* Exercise requirements
Transcribe all of the records below word for word, leaving out the pictures.

━━━━━━

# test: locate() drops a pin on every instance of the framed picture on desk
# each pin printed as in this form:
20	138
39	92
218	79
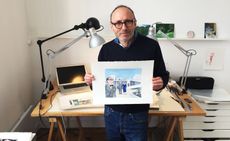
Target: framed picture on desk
128	82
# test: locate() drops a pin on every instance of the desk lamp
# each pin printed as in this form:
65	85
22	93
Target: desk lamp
188	53
90	28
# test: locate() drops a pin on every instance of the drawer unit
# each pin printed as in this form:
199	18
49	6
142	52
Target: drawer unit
215	125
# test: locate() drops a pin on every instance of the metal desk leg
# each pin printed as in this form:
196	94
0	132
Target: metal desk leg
60	128
180	129
81	130
172	124
59	121
52	121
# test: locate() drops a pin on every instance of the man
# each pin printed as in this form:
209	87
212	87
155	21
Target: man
130	122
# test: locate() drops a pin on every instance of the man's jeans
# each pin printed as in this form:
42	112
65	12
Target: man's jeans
125	126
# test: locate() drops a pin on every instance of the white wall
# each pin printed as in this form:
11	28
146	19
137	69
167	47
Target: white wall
15	61
47	18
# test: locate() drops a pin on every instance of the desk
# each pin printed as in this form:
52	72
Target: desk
167	107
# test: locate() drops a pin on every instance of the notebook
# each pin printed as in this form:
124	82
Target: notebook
70	79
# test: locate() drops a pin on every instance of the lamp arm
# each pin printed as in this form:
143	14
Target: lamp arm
51	54
188	53
40	42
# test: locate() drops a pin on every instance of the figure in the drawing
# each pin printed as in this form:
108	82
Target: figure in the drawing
119	86
110	89
124	87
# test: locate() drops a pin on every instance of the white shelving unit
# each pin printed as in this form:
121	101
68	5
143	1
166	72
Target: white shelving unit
194	39
215	126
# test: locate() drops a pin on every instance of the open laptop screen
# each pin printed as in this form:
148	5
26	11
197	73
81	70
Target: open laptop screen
70	75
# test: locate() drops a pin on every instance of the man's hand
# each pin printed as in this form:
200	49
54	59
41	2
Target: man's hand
89	78
157	83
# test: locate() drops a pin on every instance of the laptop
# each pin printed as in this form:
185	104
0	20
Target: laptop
70	79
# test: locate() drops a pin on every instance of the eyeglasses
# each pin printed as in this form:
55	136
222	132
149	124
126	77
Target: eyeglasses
127	23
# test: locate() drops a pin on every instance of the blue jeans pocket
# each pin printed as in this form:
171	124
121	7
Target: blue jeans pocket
139	117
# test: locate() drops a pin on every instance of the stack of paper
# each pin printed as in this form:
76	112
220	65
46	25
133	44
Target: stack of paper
216	94
16	136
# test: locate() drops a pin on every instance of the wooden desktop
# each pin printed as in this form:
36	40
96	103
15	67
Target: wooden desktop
168	107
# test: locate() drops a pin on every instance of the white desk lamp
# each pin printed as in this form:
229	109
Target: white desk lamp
90	28
188	53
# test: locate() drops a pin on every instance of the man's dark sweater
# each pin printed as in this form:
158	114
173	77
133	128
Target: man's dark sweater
142	48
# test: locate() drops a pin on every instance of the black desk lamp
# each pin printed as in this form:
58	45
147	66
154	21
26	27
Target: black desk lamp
188	53
90	28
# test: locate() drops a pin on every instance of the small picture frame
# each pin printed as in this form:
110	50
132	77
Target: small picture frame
167	28
143	29
126	82
210	30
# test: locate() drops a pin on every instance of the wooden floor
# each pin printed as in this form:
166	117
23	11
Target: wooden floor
90	134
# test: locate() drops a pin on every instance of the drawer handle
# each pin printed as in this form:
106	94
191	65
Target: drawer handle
213	103
210	116
208	130
211	109
209	122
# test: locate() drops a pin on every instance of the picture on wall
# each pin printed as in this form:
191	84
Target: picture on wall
167	28
209	30
143	29
126	82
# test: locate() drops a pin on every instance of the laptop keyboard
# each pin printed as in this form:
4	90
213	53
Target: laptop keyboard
74	86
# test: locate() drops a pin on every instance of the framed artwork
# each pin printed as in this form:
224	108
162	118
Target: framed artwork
143	29
209	30
128	82
167	28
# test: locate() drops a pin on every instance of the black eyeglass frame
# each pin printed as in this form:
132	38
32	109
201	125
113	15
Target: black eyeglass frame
127	23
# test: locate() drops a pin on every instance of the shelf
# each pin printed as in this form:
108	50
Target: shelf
194	39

━━━━━━

* Solved exercise
# test: locate() drops a pin on every instance of the framed picture on desk
# each pin printed as in this form:
20	138
39	92
218	79
Target: framed picture on desk
128	82
# test: locate() drops a pin on every instance of the desk lamp
# each pin printed as in this form:
65	85
22	93
Target: desk lamp
188	53
90	28
# test: locate() drops a pin on every instance of the drawer unit
# each pin printed as in this form:
199	18
49	6
142	52
Target: drawer unit
215	125
# test: locate() drops a pin on every instance of the metal desk leg
# each pin printed as in this form:
196	94
0	132
Target: metal desk leg
60	128
180	129
81	130
172	124
59	121
52	121
# test: locate() drops a pin on every instance of the man
# each pin printed as in this form:
209	87
212	87
155	21
Target: man
130	122
# test: locate() drops a pin on every instance of the man's jeans
# each pin printed as in this form:
42	112
65	12
Target: man's jeans
125	126
# test: locate() drops a pin on every instance of the white wall
# each pin printed as in this form:
11	28
146	19
137	69
167	47
Target: white wall
15	61
47	18
# test: locate() drops a pin on every instance of the desk
# each pin printed as in this form:
52	72
Target: desk
167	107
# test: locate() drops a pin on every instance of the notebook
# each pin printed as in this form:
124	82
Target: notebook
70	79
# test: locate() drops a pin on every instance of the lamp arm
# each pin printed as in this form:
143	14
Target: lamp arm
51	54
188	53
40	42
# test: locate() drops a pin on every instance of the figure in the drawing
# each pin printed as in this form:
108	82
Target: figure in the drawing
119	86
110	89
124	87
# test: locate() drops a pin on every instance of the white shelving unit
# each pin printed as in this form:
121	101
68	5
143	1
166	72
Target: white shelving unit
194	39
215	126
# test: locate() drops a pin on every instance of the open laptop screen
# each pin printed as in this form:
148	5
26	11
197	73
81	70
Target: open laptop screen
70	75
# test: locate() drops a pin on every instance of the man's hand
# each pin printed as in this form:
200	49
54	59
41	2
Target: man's hand
89	78
157	83
# test: locate() drops a pin on every instance of the laptop
# each pin printed as in this form:
185	104
0	20
Target: laptop
70	79
# test: locate() drops a pin on every instance of the eyeglasses
# each pin printed as in this form:
55	136
222	132
149	124
126	77
Target: eyeglasses
127	23
# test: locate() drops a pin on every instance of the blue jeans pocket
# each pin printed as in this form:
171	124
121	7
Target: blue jeans pocket
139	117
# test: locate() drops a pin on every instance of the stack of paper
# each pin printed as in this form:
76	112
220	65
46	25
133	44
Target: stack of paper
216	94
16	136
# test: locate() drops a pin on every instance of the wooden desktop
# each pin printed as in this form:
36	40
96	103
15	67
Target: wooden desktop
168	107
# test: locate() drops a pin on every instance of the white desk lamp
# each pin printed as in this form:
229	109
Target: white desk lamp
90	28
188	53
# test: locate() drops a pin on every instance of the man's dark sweater
# each pin printed as in this form:
158	114
173	77
133	128
Target: man's dark sweater
142	48
# test: locate() drops a pin on every instance of the black desk lamp
# each pin printed as in this form:
58	45
147	66
154	21
26	27
Target: black desk lamp
188	53
90	28
# test: locate() drops a pin on every instance of the small picture frame
# each pin printed as in this form:
110	50
132	77
Target: small picture frame
167	28
143	29
126	82
210	30
# test: locate() drops a pin on every instance of the wooden floor
# each pin printed as in this form:
166	117
23	11
Target: wooden floor
90	134
# test: locate() drops a pin on every instance of the drawer handle
# each pin printed as in this form:
106	94
191	65
Target: drawer handle
213	103
210	116
208	130
211	109
209	122
# test: locate() drops a pin on every instance of the picture on wall
# each pin printed as in this form:
191	84
Target: picture on wall
167	28
209	30
143	29
126	82
# test: locate() drops a pin on every instance of the laptop keyboard
# each pin printed as in this form:
4	90
213	53
Target: laptop keyboard
74	86
# test: locate() drops a pin on every instance of the framed artwork
# each pin printed as in this form:
224	108
162	118
Target: framed artwork
143	29
209	30
128	82
167	28
# test: locate() drops a pin on every instance of the black eyeglass frame
# each pin printed as in this form:
132	38
32	109
201	125
113	15
Target: black eyeglass frame
127	23
# test: locate() drops a pin on every instance of the shelf
# each pin printed as in this form:
108	50
Target: shelf
194	39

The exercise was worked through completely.